◆ **AIM OF THE TASK**: Copy the records exactly, leaving out every picture.

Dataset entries
######

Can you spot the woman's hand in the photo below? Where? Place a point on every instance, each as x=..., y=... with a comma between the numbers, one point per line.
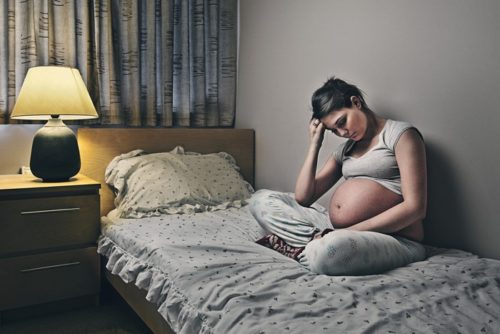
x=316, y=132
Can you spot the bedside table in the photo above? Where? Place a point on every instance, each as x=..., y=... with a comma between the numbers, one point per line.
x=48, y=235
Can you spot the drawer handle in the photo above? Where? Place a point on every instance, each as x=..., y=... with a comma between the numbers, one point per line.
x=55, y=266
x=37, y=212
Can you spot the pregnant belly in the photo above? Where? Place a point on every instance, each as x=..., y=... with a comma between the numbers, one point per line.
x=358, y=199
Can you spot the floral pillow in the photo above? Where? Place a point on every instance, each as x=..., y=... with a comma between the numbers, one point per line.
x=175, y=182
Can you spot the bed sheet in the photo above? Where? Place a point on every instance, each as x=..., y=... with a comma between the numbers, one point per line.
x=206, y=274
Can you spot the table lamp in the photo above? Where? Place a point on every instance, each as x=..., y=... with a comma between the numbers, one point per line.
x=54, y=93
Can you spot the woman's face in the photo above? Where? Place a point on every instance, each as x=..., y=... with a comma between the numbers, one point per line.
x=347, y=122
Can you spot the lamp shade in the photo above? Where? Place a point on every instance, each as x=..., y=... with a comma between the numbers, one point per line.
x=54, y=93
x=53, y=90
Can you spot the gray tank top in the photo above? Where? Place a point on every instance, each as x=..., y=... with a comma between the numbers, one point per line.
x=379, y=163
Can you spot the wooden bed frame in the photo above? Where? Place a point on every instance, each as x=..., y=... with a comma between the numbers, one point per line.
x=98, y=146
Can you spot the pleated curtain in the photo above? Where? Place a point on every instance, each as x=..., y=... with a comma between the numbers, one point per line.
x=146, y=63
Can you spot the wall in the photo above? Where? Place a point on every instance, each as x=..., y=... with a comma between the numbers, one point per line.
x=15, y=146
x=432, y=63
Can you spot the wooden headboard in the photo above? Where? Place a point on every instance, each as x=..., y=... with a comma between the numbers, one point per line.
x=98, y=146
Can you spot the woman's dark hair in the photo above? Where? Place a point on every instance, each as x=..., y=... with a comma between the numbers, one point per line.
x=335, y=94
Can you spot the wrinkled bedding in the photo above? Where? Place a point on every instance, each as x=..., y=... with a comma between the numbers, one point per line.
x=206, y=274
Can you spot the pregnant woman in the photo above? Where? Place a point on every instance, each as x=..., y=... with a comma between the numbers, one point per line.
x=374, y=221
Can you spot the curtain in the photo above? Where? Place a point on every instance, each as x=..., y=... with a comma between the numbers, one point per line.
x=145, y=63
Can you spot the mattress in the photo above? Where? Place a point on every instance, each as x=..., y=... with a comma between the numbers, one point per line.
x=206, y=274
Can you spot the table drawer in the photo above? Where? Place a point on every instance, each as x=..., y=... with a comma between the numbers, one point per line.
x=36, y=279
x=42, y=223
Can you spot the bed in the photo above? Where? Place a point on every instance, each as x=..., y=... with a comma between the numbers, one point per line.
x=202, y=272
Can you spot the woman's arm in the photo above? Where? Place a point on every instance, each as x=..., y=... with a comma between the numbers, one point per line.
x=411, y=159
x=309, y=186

######

◆ **ANSWER FOR THIS EXERCISE**:
Can you spot the woman's hand in the photo below? Where? Place a point on every instance, each as x=..., y=... with a comma between the numbers, one point per line.
x=316, y=132
Can you spot the bedside table in the photo above? Where? Place a point on every instance, each as x=..., y=... with a comma between the numbers, one point per line.
x=48, y=235
Can you spot the drawer handle in the photo above? Where? Place a point on every instance, each as x=..., y=... with a comma between the numbers, one point per line.
x=55, y=266
x=37, y=212
Can you spot the pregnant belly in the photo above? Where? Place a point on every instance, each as x=..., y=... with a comma between the numbers, one point per line.
x=358, y=199
Can you spot the floral pillow in the photo above? Where? Place a point on every instance, each as x=..., y=... with a comma between the numbers, one point per line.
x=175, y=182
Can you spot the bed sheet in the photo above? Where? Place a point on every instance, each as x=..., y=... with a comma between the numbers, one point per line.
x=206, y=274
Can you spot the table lamp in the photo above? Where? Place a point on every instance, each as x=..., y=... with a comma between the numbers, one point per line.
x=54, y=93
Can you spot the woman's face in the photo above? Where? Place a point on every instance, each as x=..., y=... with a comma between the numbers, one point per line.
x=347, y=122
Can you spot the lamp shade in the photo above? Where? Place a point on every instance, each as x=..., y=... with a comma between the numbers, one point per line.
x=54, y=93
x=53, y=90
Can you spot the gray tank top in the photo above? Where? Place a point on every instance, each as x=..., y=... with a comma between the numbers, one point per line.
x=379, y=163
Can you spot the wooden bed frame in the photo above? Where? Place a point on every instance, each as x=..., y=... with a comma between the numbers, one point per line.
x=98, y=146
Can you spot the pleated curtain in the photo above? Where? Place a point on every instance, each as x=..., y=... with a comma between the numbers, one point per line.
x=146, y=63
Can you spot the wall in the photo above? Where? Place a point on every instance, each as x=..., y=... with a comma between the numbers, one point per line.
x=15, y=146
x=432, y=63
Can you spot the wooden headboard in the photo above? Where? Place a point on every instance, each as x=..., y=... with a comma between the numbers, one point per line.
x=98, y=146
Can you spot the woman's dark hair in the photo above? Where? Place a point on every instance, each as x=..., y=... with a comma between the numbers, one point per line.
x=335, y=94
Can you spot the wrinkled bedding in the photo above? Where? Place a point on every instance, each as x=..., y=... with a comma between the numbers, one point per line.
x=206, y=274
Can you spot the pregnant woman in the photo above? Where? Place a point on every instance, each as x=..., y=... with a comma between the numbers, one point per line.
x=374, y=221
Can you spot the curtain in the photo above? Where? Place a point on every instance, each as x=..., y=... with a comma between the numbers, one point per line.
x=145, y=63
Can you spot the mattress in the photo above? Where? Place a point on every instance, each as x=..., y=... with a comma between the numbers, one point per line.
x=206, y=274
Can you spot the table drawer in the photo above? Where? Place a point on every instance, each as x=..., y=... with a comma between the numbers, one point per line.
x=36, y=279
x=42, y=223
Can you spot the bed in the photo above? Where? Place a point on every instance, each as x=..., y=... with a comma between the numbers, one point per line.
x=202, y=272
Can you spot the woman's arm in the photo above? Where? Place a point on every instance, each as x=..., y=... with a comma between the numbers, one point per line.
x=411, y=159
x=309, y=186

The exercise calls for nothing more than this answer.